● Exercise instructions: Copy the entries below verbatim, from their first line down to and including the line containing "interior: even-odd rule".

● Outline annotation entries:

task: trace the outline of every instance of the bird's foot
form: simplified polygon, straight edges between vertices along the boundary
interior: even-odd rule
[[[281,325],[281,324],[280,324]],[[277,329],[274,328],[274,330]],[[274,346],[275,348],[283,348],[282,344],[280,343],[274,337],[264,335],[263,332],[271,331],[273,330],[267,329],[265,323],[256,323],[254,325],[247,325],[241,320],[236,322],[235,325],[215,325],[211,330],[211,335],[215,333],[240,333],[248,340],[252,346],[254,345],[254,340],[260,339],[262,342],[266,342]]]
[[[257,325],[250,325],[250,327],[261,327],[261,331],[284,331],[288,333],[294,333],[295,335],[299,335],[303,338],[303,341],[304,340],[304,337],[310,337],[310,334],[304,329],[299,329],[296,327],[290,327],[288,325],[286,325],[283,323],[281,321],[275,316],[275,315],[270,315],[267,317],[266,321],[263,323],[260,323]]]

● Task output:
task: trace the outline of every instance of the bird's foot
form: simplified polygon, straight edges between vertices along the boundary
interior: even-odd rule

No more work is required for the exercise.